▶ **WRITTEN TASK**: Copy out, word for word, everything from the line containing "the camel eye." down to the end of the listing below.

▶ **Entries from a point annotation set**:
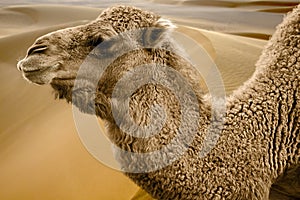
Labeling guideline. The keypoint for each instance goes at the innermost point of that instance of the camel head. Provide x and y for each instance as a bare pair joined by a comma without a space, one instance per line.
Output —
56,57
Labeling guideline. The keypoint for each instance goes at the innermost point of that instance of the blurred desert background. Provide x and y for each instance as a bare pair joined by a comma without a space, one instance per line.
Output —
41,155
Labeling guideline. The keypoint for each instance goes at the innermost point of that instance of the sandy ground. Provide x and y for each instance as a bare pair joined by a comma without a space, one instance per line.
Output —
41,156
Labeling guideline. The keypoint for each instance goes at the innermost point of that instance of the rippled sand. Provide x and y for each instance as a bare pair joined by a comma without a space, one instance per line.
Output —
41,156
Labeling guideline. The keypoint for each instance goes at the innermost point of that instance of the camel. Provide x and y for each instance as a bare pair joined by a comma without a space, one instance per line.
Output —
257,153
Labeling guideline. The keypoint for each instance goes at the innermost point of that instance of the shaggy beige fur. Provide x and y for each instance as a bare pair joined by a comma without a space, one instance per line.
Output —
258,152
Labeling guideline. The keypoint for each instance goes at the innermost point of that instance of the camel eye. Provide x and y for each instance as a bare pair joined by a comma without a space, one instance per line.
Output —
37,49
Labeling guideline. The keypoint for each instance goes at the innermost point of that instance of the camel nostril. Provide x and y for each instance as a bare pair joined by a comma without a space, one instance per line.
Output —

▶ **RESULT BELOW**:
Labeling guideline. The keypoint for each instance goes at the innermost point of that instance of the camel eye. Provide x and y for each instance as a bare pair joined by a comma without a space, one instance per line.
Output —
37,49
Labeling guideline. The keypoint for each instance goes at the innermost point of that instance of the camel nostril. Provide x and y for each instance as a bare pair joined by a comma without a space, one instance per line.
Output —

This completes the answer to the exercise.